## Begin Records for the task
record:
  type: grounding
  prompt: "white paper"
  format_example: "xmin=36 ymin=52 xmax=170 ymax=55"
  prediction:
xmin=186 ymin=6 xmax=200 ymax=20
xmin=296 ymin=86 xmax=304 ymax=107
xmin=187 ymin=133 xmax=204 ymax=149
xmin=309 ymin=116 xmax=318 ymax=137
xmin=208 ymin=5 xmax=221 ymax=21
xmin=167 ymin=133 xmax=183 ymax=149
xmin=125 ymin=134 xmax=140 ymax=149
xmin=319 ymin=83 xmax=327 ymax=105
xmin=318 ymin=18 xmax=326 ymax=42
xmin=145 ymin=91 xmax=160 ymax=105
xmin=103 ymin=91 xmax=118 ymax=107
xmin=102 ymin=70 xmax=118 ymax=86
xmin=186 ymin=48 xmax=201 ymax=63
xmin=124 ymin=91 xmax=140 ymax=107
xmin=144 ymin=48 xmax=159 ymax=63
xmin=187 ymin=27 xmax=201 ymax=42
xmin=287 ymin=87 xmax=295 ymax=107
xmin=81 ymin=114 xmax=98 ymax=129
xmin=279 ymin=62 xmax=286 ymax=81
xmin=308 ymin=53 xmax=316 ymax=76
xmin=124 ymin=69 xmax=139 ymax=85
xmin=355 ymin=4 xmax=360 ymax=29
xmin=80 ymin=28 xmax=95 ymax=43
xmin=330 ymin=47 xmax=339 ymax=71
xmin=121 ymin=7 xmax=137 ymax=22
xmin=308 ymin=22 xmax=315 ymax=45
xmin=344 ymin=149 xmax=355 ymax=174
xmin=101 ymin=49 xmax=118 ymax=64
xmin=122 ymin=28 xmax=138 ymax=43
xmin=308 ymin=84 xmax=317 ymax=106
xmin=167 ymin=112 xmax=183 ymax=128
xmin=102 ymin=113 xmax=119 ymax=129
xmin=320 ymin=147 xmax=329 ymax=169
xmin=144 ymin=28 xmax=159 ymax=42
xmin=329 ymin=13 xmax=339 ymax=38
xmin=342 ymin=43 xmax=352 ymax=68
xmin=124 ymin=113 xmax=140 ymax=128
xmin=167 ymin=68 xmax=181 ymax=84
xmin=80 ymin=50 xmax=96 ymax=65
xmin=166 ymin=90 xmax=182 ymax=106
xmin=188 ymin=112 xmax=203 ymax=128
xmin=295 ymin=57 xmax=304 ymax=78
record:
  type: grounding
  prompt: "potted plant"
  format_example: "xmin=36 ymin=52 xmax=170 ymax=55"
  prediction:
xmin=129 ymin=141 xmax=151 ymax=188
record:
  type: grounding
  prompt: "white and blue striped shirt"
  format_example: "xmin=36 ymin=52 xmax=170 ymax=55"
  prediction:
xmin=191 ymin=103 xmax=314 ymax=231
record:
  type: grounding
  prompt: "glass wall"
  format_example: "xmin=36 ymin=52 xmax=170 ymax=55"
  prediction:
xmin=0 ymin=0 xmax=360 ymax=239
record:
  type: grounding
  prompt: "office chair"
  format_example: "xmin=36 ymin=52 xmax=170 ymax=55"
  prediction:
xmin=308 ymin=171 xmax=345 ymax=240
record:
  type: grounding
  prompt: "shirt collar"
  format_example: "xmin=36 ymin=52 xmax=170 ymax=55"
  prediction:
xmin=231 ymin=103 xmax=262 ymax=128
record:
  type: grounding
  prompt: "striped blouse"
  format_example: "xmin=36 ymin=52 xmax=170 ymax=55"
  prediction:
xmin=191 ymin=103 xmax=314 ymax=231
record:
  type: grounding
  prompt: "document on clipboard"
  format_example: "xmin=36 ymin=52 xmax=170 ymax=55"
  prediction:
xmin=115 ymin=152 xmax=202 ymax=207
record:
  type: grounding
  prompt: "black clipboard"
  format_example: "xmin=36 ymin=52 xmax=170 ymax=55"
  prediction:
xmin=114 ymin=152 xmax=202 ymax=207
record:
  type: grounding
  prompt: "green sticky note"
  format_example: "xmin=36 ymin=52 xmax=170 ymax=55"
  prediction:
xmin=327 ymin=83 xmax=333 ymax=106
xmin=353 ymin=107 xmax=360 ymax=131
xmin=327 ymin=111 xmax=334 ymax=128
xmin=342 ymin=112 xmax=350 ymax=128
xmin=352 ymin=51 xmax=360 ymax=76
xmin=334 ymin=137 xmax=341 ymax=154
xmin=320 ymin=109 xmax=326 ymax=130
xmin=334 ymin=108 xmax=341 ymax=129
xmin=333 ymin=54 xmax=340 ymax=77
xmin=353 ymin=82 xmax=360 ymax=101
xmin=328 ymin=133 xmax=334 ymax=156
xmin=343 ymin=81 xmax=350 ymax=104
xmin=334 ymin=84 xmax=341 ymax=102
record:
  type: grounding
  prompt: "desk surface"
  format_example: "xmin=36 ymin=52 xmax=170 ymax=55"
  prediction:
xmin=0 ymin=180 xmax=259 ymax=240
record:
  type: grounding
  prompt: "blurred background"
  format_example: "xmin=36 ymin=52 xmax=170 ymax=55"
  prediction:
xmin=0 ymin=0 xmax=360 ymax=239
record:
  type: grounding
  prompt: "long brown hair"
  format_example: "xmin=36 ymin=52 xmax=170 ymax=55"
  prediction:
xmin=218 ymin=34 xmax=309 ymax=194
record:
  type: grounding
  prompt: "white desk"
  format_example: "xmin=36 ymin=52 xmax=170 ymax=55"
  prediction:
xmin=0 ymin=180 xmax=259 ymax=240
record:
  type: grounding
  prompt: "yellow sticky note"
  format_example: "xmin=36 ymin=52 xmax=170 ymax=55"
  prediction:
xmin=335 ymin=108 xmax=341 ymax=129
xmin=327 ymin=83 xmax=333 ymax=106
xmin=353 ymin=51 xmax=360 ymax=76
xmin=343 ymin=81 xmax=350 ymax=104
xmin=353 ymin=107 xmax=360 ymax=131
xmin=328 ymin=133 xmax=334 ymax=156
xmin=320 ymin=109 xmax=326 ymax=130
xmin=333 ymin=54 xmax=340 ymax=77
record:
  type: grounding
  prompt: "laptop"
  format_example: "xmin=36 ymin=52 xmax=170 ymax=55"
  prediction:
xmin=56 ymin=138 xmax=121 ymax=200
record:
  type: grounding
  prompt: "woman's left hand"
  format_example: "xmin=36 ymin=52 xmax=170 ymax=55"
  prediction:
## End Records for the task
Given problem> Please locate each line in the records above that contains the word "white", matching case exactly, and copy those lines.

Response to the exercise>
  prompt: "white paper"
  prompt: "white and blue striped shirt"
  prompt: "white desk"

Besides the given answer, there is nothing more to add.